[START OF PAGE EXCERPT]

Luckily for me, my homestay family has a washing machine (most wash by hand), but they advised me that heavily soiled clothes could cause the pipes to clog up with dirt. So I balled up the unwieldy, whitish mass in the corner of my room, picked it up in an awkward bear hug that sent puffs of dust emanating into the air, and walked determinedly downstairs to the large sink made out of cement washboard material- the “lavadero.”

I plugged up the drain, threw in my clothes, and turned the faucet hard counterclockwise. Nothing. Uh oh. I had procrastinated, and now I might have to play in dirty or wet clothes. It wasn’t too weird that the faucet was dry; it had happened plenty of times before and was becoming a more common occurrence as the rainy season came on the calendar but not in the clouds. When there is no water, you can sense it the second you touch the faucet. The Your twisting hand feels not the release of a pent-up stream of water, but an empty, quiet action of moving metal.

For about two seconds I wallowed in the miserable thought of batting with two damp pant legs, but then my eyes were caught by a massive, brown urn a few feet away that seemed to serve as a rainwater collector. I peeked inside and was relieved to find enough water to do a good-but-not-great washing job, which is all I cared for anyway. I filled up a bucket, poured in some powdered detergent, and started to squeeze and move around my pants in the soapy water. The water quickly turned brown, and I realized that my pants would never get completely clean this way, but they would be good enough for me. I thought, “As long as no one in the family comes in and sees how incompetent I am, this will be fine.”

And then the metal door to the outside creaked and opened, revealing María, then Ana, then Fabi, then Dennis with Lupe on his shoulders, and then the four neighbor women who work in the restaurant. It had to have been fate or Candid Camera or something. At that point, all I could do was laugh to myself and get ready to take my licks.

María was the first to see me. “Buenas tardes, Jacob.” Then a gasp. “¿Qué estás haciendo?” (What are you doing?) She came over to observe my technique and quickly pushed me aside to show me how it’s done. She turned the faucet to no avail and then asked me why the heck I was doing this when there was no water. The honest answer was a little embarrassing, so I just laughed and half pretended not to understand. At this point, the whole family and the neighbors had gathered around to see what was causing the fuss. We all watched as María emptied out the bucket of dirty water and refilled it from the urn.

[END OF PAGE EXCERPT]

| TASK LIST |
(1) Copy the stretch of the laundry story from "María was the" through "from the urn.".
(2) Rewrite the rows below with "police uniform jacket" swapped out for "reflective safety vest", keeping every other part as it is.

[START OF LISTED ENTRIES]

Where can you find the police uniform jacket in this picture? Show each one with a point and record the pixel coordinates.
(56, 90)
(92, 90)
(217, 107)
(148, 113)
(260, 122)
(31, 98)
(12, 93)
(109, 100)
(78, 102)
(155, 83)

[END OF LISTED ENTRIES]

| THE REPLIES |
(1)
María was the first to see me. “Buenas tardes, Jacob.” Then a gasp. “¿Qué estás haciendo?” (What are you doing?) She came over to observe my technique and quickly pushed me aside to show me how it’s done. She turned the faucet to no avail and then asked me why the heck I was doing this when there was no water. The honest answer was a little embarrassing, so I just laughed and half pretended not to understand. At this point, the whole family and the neighbors had gathered around to see what was causing the fuss. We all watched as María emptied out the bucket of dirty water and refilled it from the urn.

(2)
Where can you find the reflective safety vest in this picture? Show each one with a point and record the pixel coordinates.
(56, 90)
(92, 90)
(217, 107)
(148, 113)
(260, 122)
(31, 98)
(12, 93)
(109, 100)
(78, 102)
(155, 83)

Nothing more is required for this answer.